## [DOCUMENT PASSAGE]
The invertibility equivalence associated with the literal \(\ell [x,s,t]\) and its invertibility condition IC[st] is the formula

$$\begin{aligned} IC[s,t]\Leftrightarrow \exists x.\ \ell [x,s,t] \end{aligned}$$
(1)

The correctness of invertibility equivalences should be verified for all possible sorts for the variables xst for which the condition is well sorted. Concretely, one needs to prove the validity of the following formula:

$$\begin{aligned} \forall n:\mathbb {N}.\ n>0\Rightarrow \,\forall s:\sigma _{[n]}.\forall t:\sigma _{[n]}.\ IC[s,t] \Leftrightarrow \exists x:\sigma _{[n]}.\ \ell [x,s,t] \end{aligned}$$
(2)

## [RAW DATA]
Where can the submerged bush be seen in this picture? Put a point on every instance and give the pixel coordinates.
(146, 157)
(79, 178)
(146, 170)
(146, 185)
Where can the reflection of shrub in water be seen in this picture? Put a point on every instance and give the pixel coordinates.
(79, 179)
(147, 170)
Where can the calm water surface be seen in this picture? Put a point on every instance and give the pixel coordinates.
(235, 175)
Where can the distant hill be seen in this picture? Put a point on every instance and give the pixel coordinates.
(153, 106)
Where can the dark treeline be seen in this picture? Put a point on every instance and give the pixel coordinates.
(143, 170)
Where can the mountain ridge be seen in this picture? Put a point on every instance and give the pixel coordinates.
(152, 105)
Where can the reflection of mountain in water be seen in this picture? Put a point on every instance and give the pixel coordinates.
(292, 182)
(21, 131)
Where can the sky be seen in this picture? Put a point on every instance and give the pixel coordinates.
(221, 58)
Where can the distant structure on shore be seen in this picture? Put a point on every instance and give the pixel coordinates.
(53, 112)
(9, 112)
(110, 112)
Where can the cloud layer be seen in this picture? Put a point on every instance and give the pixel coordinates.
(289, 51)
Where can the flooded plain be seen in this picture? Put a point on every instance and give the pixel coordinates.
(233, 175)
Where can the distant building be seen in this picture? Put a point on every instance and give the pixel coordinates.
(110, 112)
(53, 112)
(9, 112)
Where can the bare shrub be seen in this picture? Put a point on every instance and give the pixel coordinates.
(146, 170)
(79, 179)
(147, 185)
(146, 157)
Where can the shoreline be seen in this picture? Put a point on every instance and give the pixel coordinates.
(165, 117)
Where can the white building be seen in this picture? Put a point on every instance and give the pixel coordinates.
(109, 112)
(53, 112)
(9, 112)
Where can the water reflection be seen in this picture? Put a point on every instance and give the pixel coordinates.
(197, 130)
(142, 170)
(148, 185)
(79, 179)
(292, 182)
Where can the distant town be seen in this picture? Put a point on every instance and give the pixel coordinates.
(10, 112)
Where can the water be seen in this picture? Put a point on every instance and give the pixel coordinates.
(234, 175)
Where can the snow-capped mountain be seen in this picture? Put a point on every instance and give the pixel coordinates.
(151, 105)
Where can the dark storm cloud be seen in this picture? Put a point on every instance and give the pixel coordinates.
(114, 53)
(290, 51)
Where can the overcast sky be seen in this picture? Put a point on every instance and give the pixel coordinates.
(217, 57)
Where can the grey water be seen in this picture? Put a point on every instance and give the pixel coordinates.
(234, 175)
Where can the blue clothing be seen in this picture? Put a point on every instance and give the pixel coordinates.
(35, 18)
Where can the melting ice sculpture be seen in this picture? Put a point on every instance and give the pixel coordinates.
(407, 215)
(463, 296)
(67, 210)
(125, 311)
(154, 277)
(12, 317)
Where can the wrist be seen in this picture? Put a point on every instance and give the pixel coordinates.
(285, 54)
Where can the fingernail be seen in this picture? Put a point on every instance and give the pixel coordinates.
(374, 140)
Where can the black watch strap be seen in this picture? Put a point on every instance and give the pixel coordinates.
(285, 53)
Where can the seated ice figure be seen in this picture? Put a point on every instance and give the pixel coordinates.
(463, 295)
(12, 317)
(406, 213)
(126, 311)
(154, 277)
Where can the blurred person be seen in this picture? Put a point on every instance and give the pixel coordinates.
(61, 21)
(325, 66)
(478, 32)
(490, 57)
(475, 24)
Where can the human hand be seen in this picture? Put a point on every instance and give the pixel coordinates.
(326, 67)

## [GOAL]
Shorten the paragraph in the invertibility equivalence passage that begins "The correctness of invertibility equivalences", keeping its main facts.

## [REPLY]
Invertibility equivalences must be shown correct for every sort of the variables under which the condition is well sorted. In practice, this means proving that the following formula is valid: